Top of GIVEN PASSAGE

On Saturday last, I should have made a deacon in Salisbury Cathedral, a place I love, the antepenultimate milestone in a journey to fulfil a call to priesthood in the church of God that I began, depending on how one counts it, either six, ten, or twenty-two years ago. I first went to see the Director of Ordinands for the Diocese of Connor and joined the Fellowship of Vocation there in September 1998. I often find it useful to date moments in my life by the pop songs on the radio at the time; the UK Number 1 single then was, with delicious irony, T-Spoon’s Sex on the Beach. That really was a long time ago now.
Having been formally licensed as a lay worker in the parish of St John with St Mary, Devizes, by the Bishop of Salisbury via videoconference on Sunday I am, however, a curate if not a cleric, an officially licensed tender of God’s garden of souls at a time when churches have not held public worship for more than three months, when public health regulations have quite correctly banned visiting the army of lonely and isolated people in their own homes. Hundreds of others have had their ordinations similarly delayed, and are experiencing similar uncertainties. For me, a journey towards ordained ministry that often involved being told that I was an awkward person on the edge leads to a public ministry that begins in a virus-ravaged world that sits on the edge of… who knows what?
Wikipedia tells me that in anthropology, liminality (from the Latin word limen, meaning ‘a threshold’) is the quality of ambiguity or disorientation that occurs in the middle stage of a rite of passage, when participants no longer hold their pre-ritual status but have not yet begun the transition to the status they will hold when the rite is complete. Liminality is terribly fashionable in the Church at the moment; I have not always found it to be a pleasant or rewarding place to inhabit. It is, however, the state in which the whole world waits for a new order to emerge, groaning for better but often in trepidation of worse.
Liminal time exists in the cracks in our lives and the cracks in the life of the world that lie between the passing of the old and the coming of the new. Of course, there are other ways of looking at the world, ways that emphasize the continuities rather than the discontinuities. Emphasising the continuities that lie across all breaks in human experience seems to have been the most modish approach of late. Understandings that emphasize continuity bring richness and insight, for each of us always remains himself and all of us always remain human. Like all perspectives, however, these are limited. Just as a photographer will choose his perspective depending on the time of day and year, weather conditions, subject matter, and the like, sometimes we must consciously open ourselves to new viewpoints on ourselves and our world.

Bottom of GIVEN PASSAGE
Top of GIVEN DATA

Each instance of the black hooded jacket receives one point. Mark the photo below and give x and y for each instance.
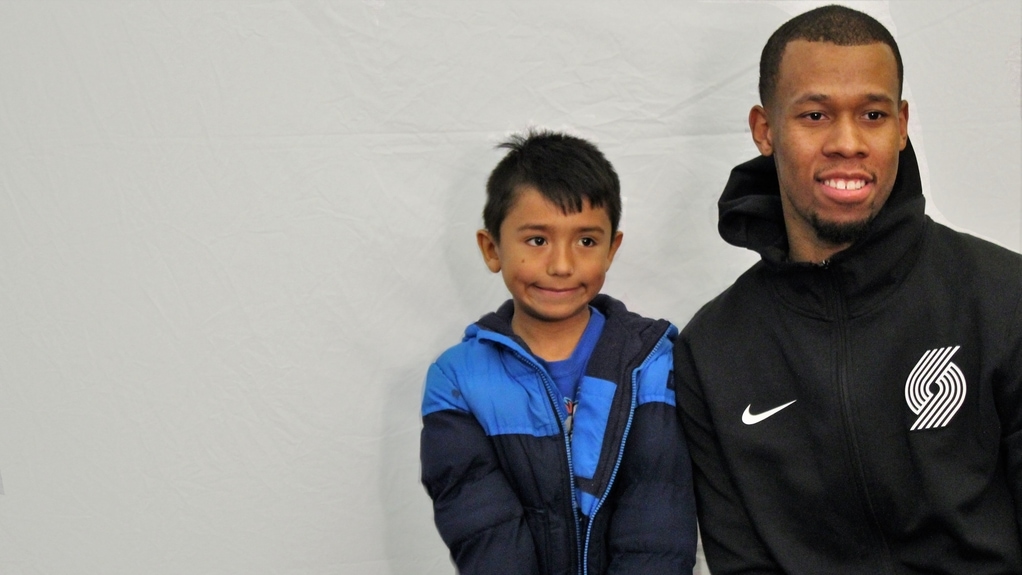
(858, 417)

Bottom of GIVEN DATA

◆ REQUIRED ACTIONS
(a) In the reflection on delayed ordination, what was the UK Number 1 single when the writer joined the Fellowship of Vocation in September 1998?
(b) Render this sentence from the reflection on delayed ordination in French: "Liminality is terribly fashionable in the Church at the moment; I have not always found it to be a pleasant or rewarding place to inhabit."
(c) Write the next paragraph of the reflection on delayed ordination, picking up after its final sentence.

◆ ANSWERS BY TASK
(a) T-Spoon's "Sex on the Beach" was the UK Number 1 single.

(b) La liminalité est terriblement à la mode dans l'Église en ce moment ; je n'ai pas toujours trouvé que c'était un lieu agréable ou enrichissant à habiter.

(c)
In times of stability, we gain insight from perspectives that emphasize continuity and similarity; in liminal time, we gain insight from acknowledging that great sea-changes do occur every once in a while. There are indeed Damascene events that forever divide things into before and after. Usually, they occur only once the old order has exhausted itself. The conventional way of understanding the original Damascene moment seems to presume that Saul was shaken out of deeply held convictions by the blinding light that is Truth; I think that presumes too much, for it was already hard for Saul to kick against the pricks. For the most part, a crisis merely crystallises and brings into sharper focus elements that were already present. The old ways had already become a source of discord and discomfort to Saul, yet he seems to have remained trapped within those frameworks, perhaps because he saw no alternative to them but a sort of internal anarchy. In that, Saul is something of an everyman, for rare indeed is the courage to discard what is worn out before there is something already in existence to replace it with. It takes profound humility to acknowledge the transience of most of what we take for granted, to admit that the only open paths lead to unknown destinations by winding routes.
Yet it is only through courageously and humbly accepting that the old things are gone that we can be of full use to God in creating the new. The former things were already passing; it does us no good to deny not only how much we shall need to learn but also how much we shall need to unlearn. If we grasp the nettle and admit things are broken before we know how to fix them, then we are suddenly open to serving God in ways that were hitherto literally unimaginable. Those who embrace liminal space, despite the sense of emptiness and oddness that accompanies people who inhabit it, enjoy a rare interval of deep freedom to imagine and help midwife new ways of living and being.
The Christian who wishes to thrive in liminal space must anchor himself in firm hope in Christ and His promises, and in that hope seek to discern how God is calling them to contribute to building the Kingdom; for the Kingdom is eternal precisely because it always being made new. Discernment in a time of uncertainty is inevitably a matter of risks, openness to short-term failure, and frequent bewilderment; for only through that can God grant us the moments of dreaming or vision that are his typical way-pointers to new life. Often these are fleeting and otherworldly, yet of Damascene implications if embraced; like the image of a cathedral in golden evening sun that forms in a puddle for a few minutes before passing, yet reveals a beauty that forever changes the way we look at the building.